[[ The data, beginning ]]

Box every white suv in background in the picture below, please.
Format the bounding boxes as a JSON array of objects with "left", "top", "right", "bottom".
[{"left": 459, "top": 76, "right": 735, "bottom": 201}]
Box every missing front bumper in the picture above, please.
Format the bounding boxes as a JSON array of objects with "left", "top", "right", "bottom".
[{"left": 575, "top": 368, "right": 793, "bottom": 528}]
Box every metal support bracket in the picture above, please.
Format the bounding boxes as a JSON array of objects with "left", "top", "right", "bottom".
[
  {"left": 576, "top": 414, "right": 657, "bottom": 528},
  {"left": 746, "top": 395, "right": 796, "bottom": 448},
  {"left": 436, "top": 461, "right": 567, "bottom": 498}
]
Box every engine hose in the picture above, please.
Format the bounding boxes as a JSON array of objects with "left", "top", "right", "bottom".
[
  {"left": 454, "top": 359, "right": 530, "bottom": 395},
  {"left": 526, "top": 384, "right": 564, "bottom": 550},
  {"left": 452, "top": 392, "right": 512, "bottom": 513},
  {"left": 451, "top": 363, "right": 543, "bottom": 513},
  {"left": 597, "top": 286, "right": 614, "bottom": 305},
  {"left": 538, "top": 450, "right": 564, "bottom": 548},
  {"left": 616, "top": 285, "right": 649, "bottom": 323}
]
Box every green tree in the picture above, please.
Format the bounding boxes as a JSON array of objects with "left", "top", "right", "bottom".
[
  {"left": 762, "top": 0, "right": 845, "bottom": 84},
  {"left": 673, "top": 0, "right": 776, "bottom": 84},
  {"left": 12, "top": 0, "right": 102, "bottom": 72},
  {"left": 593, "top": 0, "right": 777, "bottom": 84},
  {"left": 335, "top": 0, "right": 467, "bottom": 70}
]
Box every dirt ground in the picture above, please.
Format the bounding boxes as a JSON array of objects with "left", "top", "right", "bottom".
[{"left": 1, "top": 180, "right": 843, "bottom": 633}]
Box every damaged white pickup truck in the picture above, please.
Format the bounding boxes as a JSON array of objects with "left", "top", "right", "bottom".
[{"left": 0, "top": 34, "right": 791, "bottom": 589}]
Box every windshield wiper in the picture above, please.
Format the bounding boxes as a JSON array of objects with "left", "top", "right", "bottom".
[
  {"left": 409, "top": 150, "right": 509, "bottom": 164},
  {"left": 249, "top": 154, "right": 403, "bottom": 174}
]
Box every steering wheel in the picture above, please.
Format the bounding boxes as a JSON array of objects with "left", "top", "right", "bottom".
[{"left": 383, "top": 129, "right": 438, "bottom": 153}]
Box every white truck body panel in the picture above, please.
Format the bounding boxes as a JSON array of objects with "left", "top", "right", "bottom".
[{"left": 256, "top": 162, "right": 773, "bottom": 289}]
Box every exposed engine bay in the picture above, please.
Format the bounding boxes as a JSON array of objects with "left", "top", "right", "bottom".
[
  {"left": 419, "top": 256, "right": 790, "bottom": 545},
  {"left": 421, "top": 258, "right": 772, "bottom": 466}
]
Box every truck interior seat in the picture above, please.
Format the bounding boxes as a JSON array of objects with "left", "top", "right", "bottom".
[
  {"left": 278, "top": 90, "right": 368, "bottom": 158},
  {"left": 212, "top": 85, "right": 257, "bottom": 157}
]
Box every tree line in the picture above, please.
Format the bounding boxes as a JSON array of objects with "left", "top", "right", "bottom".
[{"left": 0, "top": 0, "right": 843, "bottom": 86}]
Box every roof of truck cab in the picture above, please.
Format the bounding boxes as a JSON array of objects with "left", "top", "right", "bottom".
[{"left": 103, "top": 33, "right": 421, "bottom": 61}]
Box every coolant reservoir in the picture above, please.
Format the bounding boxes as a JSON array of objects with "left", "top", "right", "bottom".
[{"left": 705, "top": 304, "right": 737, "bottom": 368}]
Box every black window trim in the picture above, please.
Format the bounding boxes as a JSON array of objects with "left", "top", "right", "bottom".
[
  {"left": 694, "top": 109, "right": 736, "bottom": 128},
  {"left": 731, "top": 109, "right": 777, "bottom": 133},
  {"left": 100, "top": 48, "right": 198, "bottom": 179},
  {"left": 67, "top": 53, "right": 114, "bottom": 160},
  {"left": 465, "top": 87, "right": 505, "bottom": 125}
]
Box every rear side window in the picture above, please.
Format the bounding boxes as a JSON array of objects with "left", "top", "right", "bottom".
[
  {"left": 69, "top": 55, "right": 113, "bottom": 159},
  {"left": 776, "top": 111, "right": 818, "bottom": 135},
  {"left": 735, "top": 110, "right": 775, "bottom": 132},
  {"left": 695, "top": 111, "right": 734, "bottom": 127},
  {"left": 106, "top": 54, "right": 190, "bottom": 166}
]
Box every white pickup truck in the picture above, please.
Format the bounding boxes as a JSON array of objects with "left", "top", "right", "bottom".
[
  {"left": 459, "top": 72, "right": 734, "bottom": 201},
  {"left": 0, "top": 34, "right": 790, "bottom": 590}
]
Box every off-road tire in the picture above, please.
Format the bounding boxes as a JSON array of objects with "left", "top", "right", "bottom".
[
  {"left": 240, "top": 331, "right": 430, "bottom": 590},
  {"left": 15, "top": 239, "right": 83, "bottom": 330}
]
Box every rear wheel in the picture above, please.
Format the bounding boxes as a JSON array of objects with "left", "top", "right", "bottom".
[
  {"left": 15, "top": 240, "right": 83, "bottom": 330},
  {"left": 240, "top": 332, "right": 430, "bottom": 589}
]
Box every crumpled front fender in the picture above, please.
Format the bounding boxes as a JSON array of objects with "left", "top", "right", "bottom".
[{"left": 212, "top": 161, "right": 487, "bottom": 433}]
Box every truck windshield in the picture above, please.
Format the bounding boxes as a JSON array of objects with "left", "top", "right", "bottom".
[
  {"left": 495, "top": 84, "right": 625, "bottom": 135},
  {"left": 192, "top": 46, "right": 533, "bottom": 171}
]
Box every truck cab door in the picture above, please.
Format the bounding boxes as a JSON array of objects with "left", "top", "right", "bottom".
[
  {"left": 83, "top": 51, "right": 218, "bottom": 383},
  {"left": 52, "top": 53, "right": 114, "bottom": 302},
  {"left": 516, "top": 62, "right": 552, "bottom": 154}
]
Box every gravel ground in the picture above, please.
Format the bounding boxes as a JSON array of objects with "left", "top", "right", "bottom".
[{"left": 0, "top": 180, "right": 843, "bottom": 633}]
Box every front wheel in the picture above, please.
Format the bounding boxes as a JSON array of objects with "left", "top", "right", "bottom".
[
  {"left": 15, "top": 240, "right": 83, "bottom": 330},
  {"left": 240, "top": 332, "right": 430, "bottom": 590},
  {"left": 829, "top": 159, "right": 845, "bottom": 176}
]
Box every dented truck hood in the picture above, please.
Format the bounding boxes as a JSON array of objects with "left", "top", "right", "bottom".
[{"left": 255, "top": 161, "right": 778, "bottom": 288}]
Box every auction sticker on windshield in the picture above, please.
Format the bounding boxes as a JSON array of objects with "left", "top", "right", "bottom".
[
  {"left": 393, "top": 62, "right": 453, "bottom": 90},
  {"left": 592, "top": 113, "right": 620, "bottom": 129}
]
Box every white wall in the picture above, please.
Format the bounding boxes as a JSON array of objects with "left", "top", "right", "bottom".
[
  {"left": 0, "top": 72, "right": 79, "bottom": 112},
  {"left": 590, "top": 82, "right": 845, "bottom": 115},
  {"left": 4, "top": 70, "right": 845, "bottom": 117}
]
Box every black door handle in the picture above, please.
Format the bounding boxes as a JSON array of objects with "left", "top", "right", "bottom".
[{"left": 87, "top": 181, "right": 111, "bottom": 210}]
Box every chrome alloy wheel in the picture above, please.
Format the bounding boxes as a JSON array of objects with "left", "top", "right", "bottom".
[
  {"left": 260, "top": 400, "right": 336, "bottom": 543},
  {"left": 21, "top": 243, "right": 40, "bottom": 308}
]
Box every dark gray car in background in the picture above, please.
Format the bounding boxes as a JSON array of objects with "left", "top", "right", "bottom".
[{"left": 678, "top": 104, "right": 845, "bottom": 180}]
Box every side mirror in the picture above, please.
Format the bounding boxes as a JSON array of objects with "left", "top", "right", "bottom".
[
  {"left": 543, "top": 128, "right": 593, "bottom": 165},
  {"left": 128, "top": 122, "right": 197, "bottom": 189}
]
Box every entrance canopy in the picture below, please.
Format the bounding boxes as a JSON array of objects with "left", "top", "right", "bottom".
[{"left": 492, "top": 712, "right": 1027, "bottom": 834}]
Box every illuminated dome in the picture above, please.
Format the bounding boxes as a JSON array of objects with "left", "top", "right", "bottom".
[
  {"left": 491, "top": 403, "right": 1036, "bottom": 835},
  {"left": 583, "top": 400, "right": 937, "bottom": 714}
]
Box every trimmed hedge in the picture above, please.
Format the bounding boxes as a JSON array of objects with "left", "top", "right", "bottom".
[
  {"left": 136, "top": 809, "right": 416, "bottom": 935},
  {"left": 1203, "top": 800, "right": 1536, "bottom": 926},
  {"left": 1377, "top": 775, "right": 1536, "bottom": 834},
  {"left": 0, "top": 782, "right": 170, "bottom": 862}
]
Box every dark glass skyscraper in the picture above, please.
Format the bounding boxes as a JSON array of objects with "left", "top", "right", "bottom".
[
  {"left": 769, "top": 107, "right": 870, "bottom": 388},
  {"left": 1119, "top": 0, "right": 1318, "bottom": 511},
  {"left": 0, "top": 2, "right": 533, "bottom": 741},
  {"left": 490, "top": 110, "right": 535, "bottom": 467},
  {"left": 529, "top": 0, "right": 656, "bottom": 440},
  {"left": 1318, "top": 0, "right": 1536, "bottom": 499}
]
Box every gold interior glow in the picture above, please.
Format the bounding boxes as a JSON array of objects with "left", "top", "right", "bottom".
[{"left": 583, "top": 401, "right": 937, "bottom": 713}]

[[ The data, end ]]

Pull every line with "tree" from the records.

Box every green tree in the picture above, please.
Box every tree line in the picture above, please.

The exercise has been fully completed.